**READING TEXT:**
A glorious rainbow over Mannofield yesterday but there was to be no pot of gold for Scotland’s cricketers as they were squeezed to defeat by England in Aberdeen, despite the wonderful best efforts of Stoneywood-Dyce’s Michael Leask and the rain.
The 23-year-old, playing only his third one-day international, bludgeoned his way to an impressive 42 from just 16 deliveries as Scotland tried to chase 173 from 20 overs in a rain- ravaged game, but Leask eventually picked out James Anderson on the boundary’s edge off the bowling of the previously heavily-punished James Tredwell and was taken at the second attempt.
With him went the game as Scotland’s innings had got off to a stuttering start and Anderson showed why he remains one of the world’s best, bowling with pace and finding movement as the home side’s top order struggled.
Sussex’s Matt Machan provided the glue with a patient innings but this was a time for crash and bang and Scotland’s batsmen could only find slap and tickle.
Crucially, Calum MacLeod and Kyle Coetzer fell for single-figure scores and with them went momentum although, for a glorious half-hour, Leask, lean and tall but with power and no fear, had offered hope of a sensational victory.
It ended with a whimper and a succession of tame dismissals and an overwhelming sense of what might have been, a few late lusty blows failing to mask the damage of a 39-run defeat which, in a 20-over per side contest, is significant.
England had seized the initiative with a bullish opening partnership between captain Alastair Cook and Ian Bell but, at only 23 overs per side and with the significant advantage of bowling first, Scotland were well in the mix for a first one-day international victory against the visitors.
England nerves were fraught after the miseries of the winter and this was Scotland’s chance to add to the visitors’ dismay. But constant rain throughout the morning had meant a lengthy delay and it is some achievement any cricket was played.
Even getting started was a tremendous achievement by groundsman Ken McCurdie and his staff, although he ended the day with his arm in a sling after taking a tumble. But their work earned its reward with the covers coming off shortly after 2pm to huge cheers, with a 3.15pm start.

**INSTRUCTIONS:**
[1] Copy the cricket report from "England nerves were" up to and including "a 3.15pm start.".
[2] Pick up the report on Scotland's cricket match against England after its final sentence and continue writing it.
The lines after the report are separate material and unrelated to it.

**Pointing data for referring expressions:**
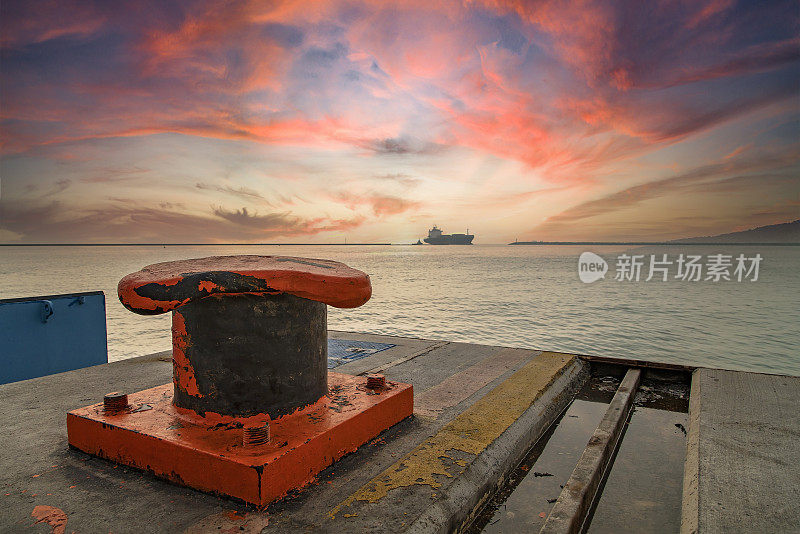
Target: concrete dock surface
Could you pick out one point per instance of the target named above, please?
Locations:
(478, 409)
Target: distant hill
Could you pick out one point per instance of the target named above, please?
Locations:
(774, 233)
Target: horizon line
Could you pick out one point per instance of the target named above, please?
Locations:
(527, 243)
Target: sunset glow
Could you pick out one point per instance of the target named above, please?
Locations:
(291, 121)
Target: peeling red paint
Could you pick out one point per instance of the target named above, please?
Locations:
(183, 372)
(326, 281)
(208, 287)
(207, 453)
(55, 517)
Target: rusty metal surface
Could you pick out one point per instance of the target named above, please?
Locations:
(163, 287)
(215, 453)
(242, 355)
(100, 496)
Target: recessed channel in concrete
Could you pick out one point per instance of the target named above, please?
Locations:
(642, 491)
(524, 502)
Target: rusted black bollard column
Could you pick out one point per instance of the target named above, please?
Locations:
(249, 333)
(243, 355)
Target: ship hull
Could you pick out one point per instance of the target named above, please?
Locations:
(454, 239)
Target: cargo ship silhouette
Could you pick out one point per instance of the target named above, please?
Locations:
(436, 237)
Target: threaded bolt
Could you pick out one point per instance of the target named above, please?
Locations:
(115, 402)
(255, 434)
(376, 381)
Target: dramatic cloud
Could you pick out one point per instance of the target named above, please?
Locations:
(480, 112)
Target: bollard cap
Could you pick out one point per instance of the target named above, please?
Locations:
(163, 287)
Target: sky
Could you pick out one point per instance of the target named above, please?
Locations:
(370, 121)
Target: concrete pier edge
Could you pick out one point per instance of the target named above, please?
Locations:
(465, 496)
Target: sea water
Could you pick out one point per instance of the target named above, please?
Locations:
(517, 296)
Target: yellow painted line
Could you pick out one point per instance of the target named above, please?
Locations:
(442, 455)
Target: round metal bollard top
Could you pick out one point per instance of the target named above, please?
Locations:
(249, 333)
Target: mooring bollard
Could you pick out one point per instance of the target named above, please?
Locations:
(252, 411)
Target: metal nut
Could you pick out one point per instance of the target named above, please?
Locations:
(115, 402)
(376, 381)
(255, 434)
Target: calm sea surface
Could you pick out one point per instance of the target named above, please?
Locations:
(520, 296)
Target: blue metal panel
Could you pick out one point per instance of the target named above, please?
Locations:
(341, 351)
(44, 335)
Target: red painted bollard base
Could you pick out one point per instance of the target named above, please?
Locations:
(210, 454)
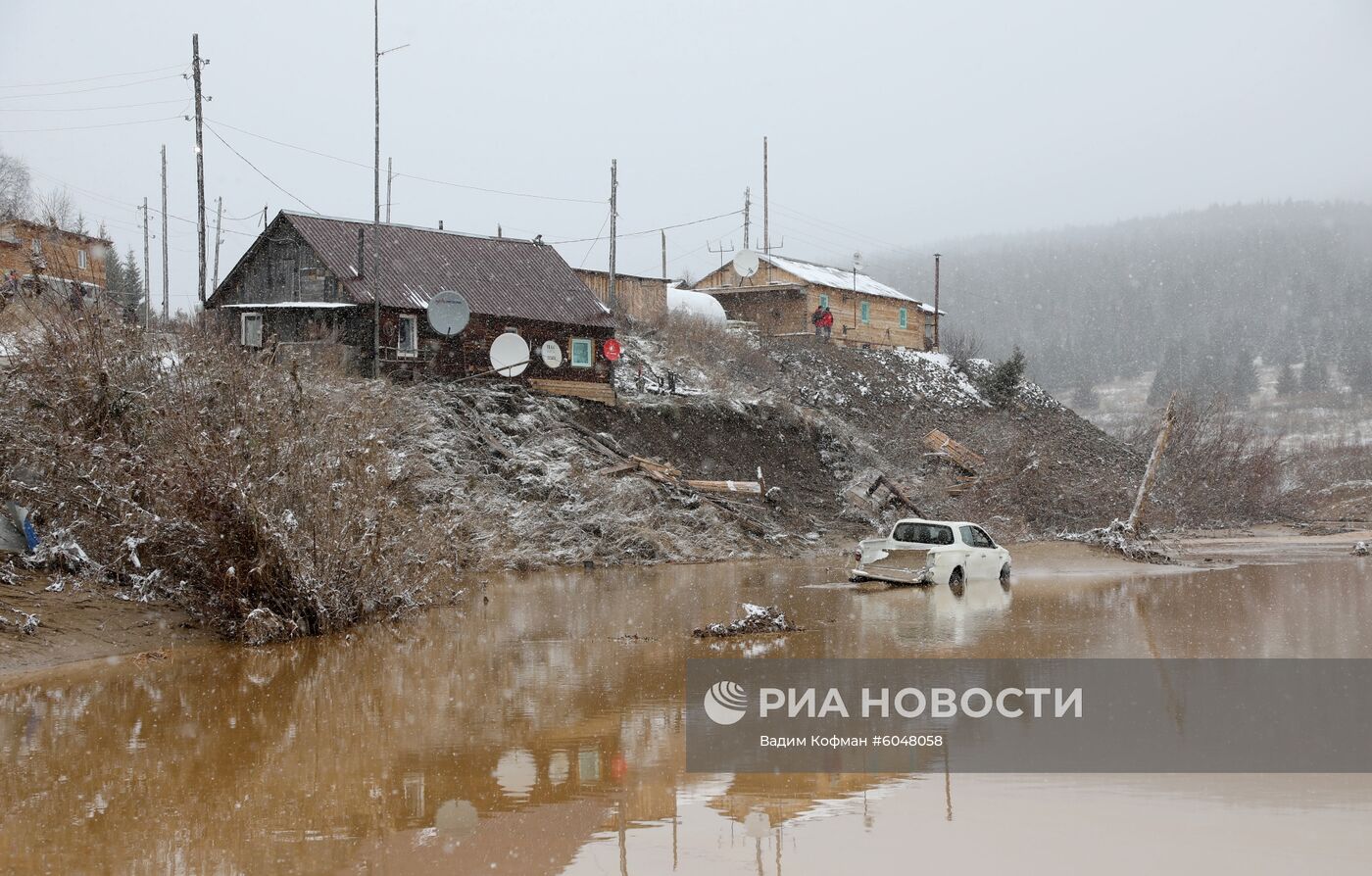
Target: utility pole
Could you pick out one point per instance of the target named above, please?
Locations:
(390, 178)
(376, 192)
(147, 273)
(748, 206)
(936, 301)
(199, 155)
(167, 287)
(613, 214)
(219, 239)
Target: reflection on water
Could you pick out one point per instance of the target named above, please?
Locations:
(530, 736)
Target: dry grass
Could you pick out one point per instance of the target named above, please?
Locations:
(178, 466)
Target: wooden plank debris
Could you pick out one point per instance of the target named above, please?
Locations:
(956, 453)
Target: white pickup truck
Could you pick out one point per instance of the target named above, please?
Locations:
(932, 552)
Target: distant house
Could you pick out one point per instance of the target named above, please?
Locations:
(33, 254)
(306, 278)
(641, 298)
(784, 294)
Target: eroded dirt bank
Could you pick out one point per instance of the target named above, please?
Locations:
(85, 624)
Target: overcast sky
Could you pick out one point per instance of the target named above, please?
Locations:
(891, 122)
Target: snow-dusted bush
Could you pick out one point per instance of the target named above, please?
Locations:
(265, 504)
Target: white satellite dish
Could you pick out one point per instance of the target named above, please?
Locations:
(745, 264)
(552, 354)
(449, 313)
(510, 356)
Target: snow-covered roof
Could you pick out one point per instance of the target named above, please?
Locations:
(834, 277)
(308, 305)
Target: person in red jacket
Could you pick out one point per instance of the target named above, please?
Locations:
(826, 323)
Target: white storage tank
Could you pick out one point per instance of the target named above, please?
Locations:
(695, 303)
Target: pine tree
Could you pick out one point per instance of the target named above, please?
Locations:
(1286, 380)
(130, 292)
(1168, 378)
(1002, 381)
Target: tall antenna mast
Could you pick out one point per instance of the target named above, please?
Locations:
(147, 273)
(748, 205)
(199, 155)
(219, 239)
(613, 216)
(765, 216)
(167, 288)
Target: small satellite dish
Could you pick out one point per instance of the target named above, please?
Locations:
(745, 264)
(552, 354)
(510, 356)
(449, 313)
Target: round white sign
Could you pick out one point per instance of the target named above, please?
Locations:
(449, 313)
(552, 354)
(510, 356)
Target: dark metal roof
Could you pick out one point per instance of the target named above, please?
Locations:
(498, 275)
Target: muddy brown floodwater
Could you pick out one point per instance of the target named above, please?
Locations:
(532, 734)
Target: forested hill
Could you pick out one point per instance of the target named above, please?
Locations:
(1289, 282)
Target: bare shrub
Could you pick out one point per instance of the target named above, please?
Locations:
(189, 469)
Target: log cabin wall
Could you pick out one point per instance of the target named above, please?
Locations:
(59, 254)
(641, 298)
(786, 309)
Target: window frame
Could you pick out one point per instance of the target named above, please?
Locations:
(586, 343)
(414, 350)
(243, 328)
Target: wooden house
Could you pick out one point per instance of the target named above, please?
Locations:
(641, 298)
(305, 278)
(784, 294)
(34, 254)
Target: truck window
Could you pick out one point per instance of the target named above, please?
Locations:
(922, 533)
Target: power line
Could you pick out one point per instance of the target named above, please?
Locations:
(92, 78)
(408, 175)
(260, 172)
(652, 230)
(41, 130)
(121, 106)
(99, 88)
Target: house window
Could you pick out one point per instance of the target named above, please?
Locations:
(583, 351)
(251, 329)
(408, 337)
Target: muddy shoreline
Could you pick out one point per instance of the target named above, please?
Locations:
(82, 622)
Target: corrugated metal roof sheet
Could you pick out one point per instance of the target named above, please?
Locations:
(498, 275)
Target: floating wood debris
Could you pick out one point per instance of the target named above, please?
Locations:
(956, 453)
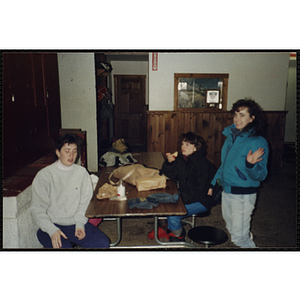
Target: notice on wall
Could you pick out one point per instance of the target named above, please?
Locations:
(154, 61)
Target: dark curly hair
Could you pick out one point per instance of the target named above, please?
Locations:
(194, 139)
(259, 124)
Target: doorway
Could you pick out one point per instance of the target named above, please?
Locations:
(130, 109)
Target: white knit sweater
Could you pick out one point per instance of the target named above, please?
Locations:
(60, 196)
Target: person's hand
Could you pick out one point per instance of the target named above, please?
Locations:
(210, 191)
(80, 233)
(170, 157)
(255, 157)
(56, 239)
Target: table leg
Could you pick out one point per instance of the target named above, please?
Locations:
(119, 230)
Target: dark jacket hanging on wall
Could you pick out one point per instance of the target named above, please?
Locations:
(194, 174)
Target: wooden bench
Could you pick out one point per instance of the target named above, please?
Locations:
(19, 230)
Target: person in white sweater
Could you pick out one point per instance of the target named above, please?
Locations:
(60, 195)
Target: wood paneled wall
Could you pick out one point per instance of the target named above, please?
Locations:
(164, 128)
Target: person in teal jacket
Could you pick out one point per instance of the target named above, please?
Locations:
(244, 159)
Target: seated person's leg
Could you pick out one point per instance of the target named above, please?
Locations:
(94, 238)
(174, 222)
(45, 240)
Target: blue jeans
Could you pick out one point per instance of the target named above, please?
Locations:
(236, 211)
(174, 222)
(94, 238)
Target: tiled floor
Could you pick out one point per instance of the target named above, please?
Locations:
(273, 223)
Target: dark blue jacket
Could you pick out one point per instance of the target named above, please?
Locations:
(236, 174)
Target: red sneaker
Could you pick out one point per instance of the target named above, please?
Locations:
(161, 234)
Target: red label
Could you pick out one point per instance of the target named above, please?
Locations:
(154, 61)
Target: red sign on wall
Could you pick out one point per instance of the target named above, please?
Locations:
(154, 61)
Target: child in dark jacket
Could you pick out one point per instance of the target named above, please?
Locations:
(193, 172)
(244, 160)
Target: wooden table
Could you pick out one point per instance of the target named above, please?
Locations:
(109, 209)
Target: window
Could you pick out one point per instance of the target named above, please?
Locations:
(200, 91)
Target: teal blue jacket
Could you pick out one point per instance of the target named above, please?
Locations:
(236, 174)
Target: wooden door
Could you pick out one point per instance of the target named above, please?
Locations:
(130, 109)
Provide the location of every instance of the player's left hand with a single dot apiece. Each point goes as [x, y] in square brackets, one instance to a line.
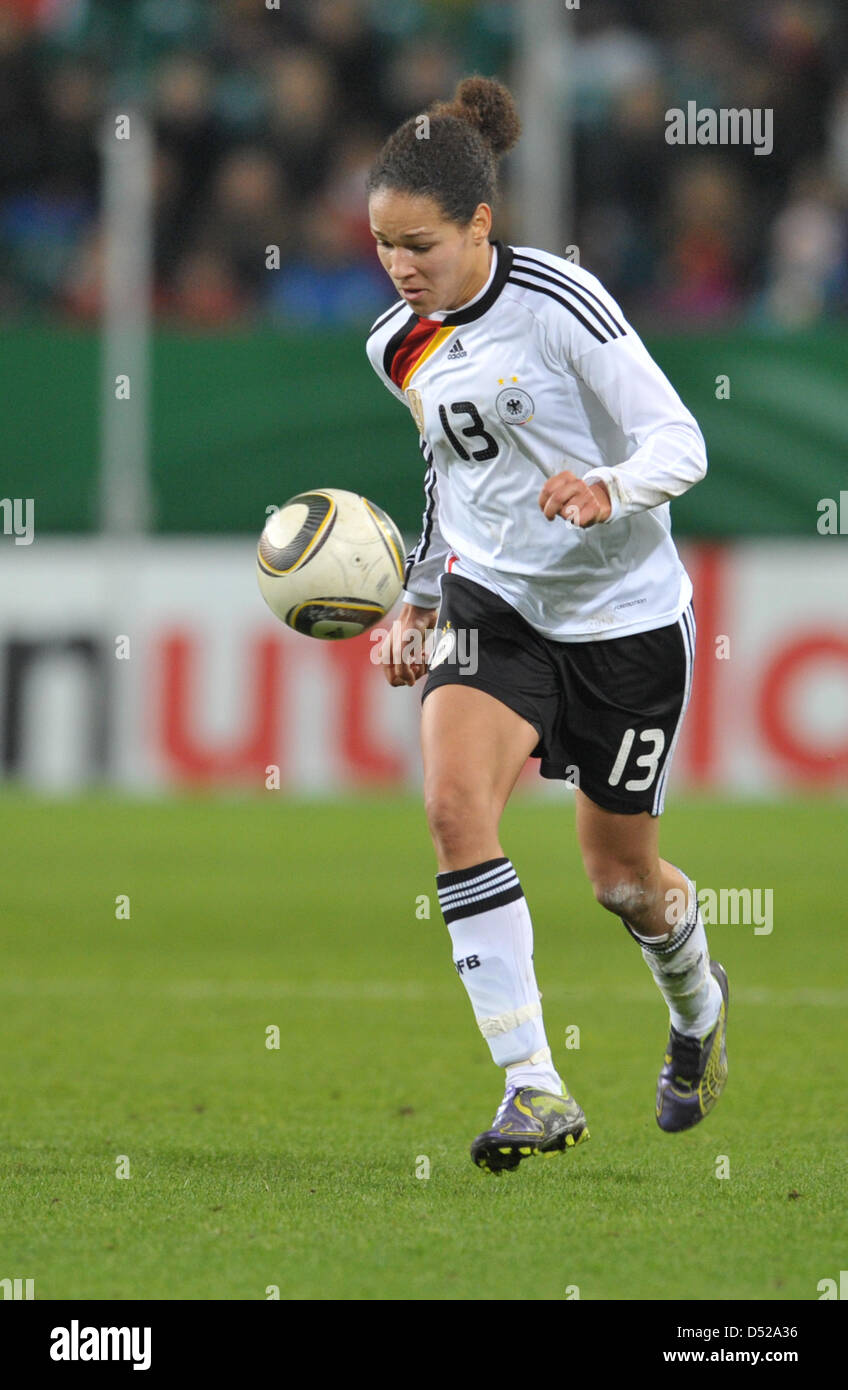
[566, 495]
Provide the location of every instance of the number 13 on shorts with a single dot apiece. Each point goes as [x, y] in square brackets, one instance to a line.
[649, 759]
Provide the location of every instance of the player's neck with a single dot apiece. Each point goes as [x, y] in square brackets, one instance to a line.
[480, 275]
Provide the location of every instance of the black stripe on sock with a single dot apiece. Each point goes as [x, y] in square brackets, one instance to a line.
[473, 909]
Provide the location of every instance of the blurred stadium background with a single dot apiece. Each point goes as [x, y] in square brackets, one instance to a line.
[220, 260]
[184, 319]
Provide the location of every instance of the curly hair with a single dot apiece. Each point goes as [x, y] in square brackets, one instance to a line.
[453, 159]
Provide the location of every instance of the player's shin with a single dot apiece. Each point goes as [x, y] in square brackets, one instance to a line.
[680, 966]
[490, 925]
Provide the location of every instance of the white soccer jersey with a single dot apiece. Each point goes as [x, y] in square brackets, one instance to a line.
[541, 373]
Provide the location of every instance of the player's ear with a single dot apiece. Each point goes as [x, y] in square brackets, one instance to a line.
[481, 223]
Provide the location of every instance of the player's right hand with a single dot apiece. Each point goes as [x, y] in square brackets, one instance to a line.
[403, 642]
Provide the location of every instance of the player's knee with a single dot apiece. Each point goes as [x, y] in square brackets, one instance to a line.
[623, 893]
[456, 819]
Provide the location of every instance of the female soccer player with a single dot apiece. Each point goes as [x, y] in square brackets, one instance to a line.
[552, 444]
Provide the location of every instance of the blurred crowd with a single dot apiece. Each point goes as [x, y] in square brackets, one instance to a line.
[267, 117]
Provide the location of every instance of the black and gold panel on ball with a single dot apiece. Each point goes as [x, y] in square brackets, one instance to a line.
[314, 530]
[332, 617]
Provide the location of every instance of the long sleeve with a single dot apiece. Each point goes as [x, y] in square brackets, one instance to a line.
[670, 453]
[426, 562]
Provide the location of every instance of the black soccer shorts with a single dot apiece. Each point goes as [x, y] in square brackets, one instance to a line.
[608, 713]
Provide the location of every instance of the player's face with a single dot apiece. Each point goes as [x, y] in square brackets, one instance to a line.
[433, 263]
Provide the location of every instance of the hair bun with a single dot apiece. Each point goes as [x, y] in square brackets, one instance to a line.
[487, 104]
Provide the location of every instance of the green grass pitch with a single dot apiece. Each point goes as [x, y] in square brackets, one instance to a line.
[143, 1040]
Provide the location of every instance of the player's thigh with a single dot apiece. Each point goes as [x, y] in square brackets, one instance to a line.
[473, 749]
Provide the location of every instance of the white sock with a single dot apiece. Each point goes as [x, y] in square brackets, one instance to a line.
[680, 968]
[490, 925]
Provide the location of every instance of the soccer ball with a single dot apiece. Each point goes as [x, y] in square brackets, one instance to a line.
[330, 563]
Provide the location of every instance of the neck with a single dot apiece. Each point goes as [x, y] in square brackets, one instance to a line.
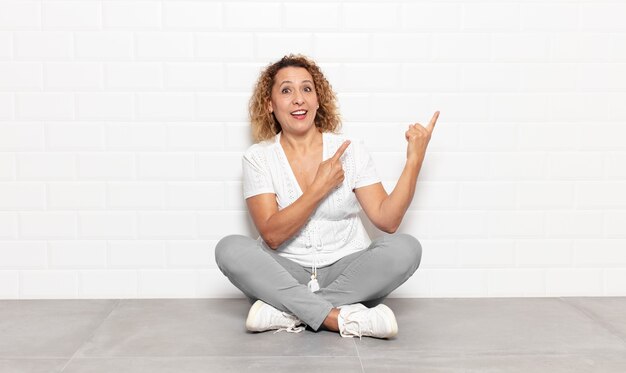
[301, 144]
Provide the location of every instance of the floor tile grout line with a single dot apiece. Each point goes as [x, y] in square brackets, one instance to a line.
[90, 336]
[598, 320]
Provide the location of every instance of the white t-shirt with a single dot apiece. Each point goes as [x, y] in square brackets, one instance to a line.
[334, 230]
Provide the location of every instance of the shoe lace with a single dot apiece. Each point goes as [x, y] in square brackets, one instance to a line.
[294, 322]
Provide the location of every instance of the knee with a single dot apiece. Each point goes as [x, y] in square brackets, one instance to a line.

**TASK ANSWERS:**
[1]
England nerves were fraught after the miseries of the winter and this was Scotland’s chance to add to the visitors’ dismay. But constant rain throughout the morning had meant a lengthy delay and it is some achievement any cricket was played.
Even getting started was a tremendous achievement by groundsman Ken McCurdie and his staff, although he ended the day with his arm in a sling after taking a tumble. But their work earned its reward with the covers coming off shortly after 2pm to huge cheers, with a 3.15pm start.

[2]
Scotland captain Coetzer won a hugely-important toss and bowled first, with the captain joined by fellow Aberdonians Matty Cross, Josh Davey and Leask in the team. No time for pleasantries and England openers Cook and Bell were quickly into their stride, capitalising when the bowlers dropped short.
Warwickshire right-hander Bell was the more precise, cutting and driving in style but unafraid to power the ball over the infield when the opportunity presented itself. After reaching a fluent 50 from just 33 deliveries, he attempted to ramp scoop the medium pace of Rob Taylor but missed a straight delivery and had his stumps smeared.
Bell had scored four 4s and two 6s and England’s supporters were singing in the rain with captain Cook, who had been the less effective of the openers, joined by Middlesex’s talented Irishman Eoin Morgan. Scant time to make an impression, though. As the rain increased in tempo sending spectators scurrying for cover, the umpires decided enough was enough and took the players from the field.
The game soon resumed, although a reduction to 20 overs a side increased the pressure on the English batsmen. Scotland kept ringing the changes in the bowling attack in their attempt to limit the scoring rate and, although Cross missed a sharp chance to stump Morgan off the bowling of Majid Haq, Scotland broke through when Calum MacLeod produced a stunning boundary catch off the bowling of Taylor to dismiss Cook – an incredible effort and already one of the catches of the season.
Jos Buttler was snared on the boundary by Taylor with another superb effort from the bowling of Davey as the wickets started to tumble.
Davey took two wickets in as many balls but the innings ended with intent from Chris Jordan, who launched the only delivery he faced, the final ball of the innings, to ensure England closed on 167 for six which became a victory target of 173 when Duckworth-Lewis kicked in.